Excerpt from a data file

■ ■ ■ ■ ■

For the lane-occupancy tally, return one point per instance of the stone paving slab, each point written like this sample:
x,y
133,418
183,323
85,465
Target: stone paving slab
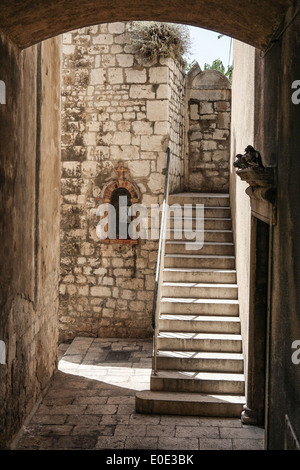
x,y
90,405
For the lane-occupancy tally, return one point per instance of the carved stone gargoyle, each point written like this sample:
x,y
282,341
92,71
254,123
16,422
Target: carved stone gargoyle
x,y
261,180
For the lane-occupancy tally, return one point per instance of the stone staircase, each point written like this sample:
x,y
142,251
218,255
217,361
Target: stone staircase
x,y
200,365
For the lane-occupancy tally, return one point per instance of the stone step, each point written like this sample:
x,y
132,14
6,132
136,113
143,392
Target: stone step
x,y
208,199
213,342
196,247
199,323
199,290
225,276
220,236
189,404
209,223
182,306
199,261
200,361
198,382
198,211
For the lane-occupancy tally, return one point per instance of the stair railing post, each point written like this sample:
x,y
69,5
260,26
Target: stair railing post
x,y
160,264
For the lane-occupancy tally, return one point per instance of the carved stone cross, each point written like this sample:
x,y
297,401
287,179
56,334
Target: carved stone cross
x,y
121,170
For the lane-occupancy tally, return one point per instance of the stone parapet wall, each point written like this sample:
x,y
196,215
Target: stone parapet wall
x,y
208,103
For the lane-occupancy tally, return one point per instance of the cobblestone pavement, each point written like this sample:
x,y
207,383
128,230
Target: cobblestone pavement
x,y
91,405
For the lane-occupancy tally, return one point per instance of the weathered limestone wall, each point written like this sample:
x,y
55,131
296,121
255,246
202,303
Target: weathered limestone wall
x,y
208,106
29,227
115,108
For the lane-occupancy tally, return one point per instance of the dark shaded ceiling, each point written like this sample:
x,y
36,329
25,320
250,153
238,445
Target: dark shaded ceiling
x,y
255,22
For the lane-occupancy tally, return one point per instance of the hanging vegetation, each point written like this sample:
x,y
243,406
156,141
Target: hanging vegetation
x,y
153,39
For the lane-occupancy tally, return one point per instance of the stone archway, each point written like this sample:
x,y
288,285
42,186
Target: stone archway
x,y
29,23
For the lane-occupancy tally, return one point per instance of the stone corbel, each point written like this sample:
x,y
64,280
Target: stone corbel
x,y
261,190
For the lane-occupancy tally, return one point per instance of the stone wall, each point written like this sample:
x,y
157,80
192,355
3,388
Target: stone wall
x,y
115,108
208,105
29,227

■ ■ ■ ■ ■

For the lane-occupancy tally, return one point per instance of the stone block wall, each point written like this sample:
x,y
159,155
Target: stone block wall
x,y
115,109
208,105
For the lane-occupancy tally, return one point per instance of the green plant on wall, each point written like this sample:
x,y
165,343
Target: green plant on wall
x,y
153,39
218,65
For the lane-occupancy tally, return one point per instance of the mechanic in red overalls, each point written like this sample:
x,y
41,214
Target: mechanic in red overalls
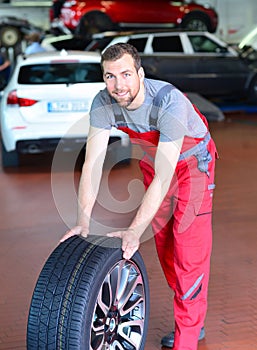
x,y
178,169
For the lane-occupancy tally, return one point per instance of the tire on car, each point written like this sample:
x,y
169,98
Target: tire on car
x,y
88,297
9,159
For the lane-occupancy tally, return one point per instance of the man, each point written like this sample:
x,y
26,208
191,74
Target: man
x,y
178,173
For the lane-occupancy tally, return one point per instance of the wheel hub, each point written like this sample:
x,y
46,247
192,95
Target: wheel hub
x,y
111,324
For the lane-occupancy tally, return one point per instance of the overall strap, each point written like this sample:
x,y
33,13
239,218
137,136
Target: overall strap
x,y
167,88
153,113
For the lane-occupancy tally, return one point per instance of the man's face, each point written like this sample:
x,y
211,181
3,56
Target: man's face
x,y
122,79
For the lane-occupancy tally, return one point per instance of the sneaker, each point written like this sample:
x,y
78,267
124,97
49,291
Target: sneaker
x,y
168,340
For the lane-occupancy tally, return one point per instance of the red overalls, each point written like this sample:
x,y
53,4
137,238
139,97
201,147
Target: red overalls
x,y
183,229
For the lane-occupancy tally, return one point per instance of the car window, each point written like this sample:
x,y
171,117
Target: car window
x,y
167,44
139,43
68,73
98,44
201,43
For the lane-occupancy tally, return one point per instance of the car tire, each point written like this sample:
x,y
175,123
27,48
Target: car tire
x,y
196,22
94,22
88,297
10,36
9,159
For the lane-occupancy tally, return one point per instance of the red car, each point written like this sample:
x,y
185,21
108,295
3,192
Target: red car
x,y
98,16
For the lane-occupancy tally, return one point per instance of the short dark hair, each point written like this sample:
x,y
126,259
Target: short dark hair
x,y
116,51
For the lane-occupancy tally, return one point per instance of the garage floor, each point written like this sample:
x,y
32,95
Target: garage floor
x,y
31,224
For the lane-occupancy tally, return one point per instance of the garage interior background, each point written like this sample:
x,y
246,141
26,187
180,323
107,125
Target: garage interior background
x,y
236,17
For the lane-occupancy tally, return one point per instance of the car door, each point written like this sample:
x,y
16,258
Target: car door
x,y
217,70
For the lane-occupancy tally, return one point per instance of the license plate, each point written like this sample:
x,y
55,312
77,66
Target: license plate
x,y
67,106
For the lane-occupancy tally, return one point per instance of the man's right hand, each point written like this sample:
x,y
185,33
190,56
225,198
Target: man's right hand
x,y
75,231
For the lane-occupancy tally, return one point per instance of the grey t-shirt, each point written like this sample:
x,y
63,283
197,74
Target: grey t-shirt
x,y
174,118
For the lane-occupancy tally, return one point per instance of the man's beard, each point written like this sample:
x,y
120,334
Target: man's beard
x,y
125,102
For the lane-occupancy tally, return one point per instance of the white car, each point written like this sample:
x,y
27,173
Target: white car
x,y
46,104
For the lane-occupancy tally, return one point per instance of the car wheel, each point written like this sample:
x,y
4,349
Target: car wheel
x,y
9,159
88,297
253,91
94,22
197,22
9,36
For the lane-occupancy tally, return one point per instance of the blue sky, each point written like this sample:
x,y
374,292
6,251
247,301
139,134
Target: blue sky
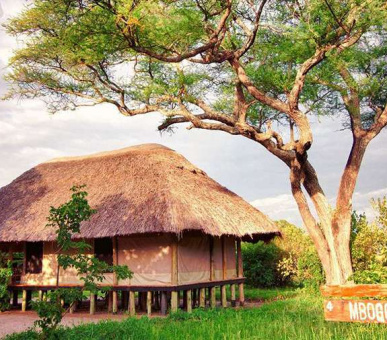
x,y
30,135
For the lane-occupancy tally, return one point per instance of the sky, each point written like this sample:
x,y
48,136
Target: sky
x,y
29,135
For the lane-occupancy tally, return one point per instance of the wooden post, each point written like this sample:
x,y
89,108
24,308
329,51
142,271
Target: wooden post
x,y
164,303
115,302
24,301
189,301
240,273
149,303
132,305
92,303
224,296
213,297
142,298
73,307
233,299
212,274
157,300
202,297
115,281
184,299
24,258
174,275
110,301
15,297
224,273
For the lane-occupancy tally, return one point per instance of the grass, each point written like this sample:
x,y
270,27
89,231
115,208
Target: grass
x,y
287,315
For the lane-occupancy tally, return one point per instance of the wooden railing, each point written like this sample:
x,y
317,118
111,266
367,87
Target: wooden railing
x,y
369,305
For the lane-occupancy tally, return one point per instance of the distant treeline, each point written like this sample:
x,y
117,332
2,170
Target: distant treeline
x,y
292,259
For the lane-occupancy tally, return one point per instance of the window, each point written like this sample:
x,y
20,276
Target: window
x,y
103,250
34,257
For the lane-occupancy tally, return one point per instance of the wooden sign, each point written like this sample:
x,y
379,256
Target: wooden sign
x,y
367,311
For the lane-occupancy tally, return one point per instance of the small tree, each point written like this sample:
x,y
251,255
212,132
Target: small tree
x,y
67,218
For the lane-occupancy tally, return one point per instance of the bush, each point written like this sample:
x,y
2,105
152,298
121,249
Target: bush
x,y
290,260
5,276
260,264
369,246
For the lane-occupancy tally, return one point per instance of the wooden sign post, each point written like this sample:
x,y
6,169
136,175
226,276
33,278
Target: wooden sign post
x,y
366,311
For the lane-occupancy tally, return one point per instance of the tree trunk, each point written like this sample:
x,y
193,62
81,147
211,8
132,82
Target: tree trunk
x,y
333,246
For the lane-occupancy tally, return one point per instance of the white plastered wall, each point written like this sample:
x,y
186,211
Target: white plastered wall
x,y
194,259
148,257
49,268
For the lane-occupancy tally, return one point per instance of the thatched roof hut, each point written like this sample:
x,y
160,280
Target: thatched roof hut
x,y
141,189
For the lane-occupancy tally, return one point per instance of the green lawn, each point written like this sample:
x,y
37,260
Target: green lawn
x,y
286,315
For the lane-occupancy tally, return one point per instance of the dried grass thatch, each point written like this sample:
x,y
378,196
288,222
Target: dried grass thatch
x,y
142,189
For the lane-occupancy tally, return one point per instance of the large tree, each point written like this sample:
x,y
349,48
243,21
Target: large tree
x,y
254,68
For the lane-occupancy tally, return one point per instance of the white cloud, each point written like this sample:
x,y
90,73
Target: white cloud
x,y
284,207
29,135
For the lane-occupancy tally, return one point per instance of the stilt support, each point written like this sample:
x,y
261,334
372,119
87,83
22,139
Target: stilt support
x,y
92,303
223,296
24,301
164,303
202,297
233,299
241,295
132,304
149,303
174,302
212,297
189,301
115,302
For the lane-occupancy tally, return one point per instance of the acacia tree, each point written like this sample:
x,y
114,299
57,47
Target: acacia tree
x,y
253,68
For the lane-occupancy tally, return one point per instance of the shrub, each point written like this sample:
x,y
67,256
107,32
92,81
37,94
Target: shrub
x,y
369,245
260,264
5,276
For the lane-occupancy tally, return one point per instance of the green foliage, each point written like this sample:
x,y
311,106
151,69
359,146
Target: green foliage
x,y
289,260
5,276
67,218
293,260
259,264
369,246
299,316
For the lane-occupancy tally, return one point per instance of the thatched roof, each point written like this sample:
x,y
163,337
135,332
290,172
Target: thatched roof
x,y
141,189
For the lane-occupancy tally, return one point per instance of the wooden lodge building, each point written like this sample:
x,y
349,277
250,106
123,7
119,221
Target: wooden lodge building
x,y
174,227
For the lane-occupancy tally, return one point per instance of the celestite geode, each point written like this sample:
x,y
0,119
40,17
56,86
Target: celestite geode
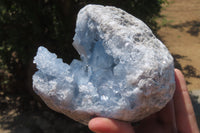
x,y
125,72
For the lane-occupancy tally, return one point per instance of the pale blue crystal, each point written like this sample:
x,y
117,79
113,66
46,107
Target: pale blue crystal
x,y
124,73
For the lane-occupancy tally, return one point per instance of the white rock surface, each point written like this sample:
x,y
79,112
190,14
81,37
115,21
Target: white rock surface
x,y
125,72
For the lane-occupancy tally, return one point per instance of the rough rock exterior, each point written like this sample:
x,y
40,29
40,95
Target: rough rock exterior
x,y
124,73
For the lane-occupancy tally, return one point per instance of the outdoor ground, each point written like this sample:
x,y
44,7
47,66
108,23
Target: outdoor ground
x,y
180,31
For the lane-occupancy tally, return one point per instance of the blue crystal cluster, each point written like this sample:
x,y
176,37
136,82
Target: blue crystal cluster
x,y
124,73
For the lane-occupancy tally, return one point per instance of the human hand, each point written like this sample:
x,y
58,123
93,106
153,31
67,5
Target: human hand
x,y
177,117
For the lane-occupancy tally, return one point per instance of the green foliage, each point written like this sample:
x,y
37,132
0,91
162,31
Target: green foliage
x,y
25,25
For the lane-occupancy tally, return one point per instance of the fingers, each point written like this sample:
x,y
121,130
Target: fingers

■ ■ ■ ■ ■

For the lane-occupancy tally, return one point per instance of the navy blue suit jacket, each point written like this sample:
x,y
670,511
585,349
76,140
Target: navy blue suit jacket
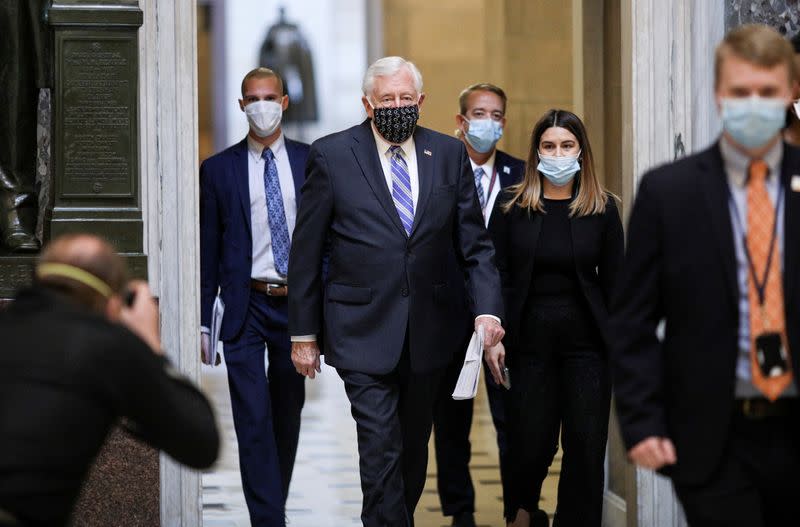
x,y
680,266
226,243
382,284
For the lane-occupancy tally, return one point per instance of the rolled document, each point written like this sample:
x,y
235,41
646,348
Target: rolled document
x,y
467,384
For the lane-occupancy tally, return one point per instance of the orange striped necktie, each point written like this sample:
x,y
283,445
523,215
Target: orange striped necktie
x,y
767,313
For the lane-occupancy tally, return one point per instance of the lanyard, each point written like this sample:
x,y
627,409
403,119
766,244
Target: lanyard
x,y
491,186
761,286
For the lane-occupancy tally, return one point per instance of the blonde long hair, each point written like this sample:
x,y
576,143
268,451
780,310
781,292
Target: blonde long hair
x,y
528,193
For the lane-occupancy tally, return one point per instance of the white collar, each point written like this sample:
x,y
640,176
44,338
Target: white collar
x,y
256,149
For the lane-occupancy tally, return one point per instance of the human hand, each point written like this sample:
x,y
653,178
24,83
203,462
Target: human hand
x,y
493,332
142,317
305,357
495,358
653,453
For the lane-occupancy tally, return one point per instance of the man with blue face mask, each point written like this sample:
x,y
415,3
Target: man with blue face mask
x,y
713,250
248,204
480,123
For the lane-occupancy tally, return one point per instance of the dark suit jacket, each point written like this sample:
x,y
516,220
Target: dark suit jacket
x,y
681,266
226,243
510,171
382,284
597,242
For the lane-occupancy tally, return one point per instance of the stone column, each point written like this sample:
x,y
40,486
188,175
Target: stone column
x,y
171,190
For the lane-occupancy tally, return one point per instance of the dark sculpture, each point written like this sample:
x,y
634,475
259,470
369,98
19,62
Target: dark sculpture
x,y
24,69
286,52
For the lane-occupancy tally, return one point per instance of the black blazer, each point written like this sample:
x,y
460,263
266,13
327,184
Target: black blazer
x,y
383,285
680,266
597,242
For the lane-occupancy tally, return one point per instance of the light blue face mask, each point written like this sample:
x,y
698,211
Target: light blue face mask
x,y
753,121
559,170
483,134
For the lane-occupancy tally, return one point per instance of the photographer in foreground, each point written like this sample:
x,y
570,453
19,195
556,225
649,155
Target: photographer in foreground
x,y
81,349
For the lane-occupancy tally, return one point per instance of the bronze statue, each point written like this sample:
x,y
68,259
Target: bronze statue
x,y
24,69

■ ■ ■ ■ ■

### Exercise directions
Show every line above that contains the string "beard".

### Worked answer
For the lane-occupancy tally, return one point per instance of the man's beard, each point written like this sample:
Target: man's beard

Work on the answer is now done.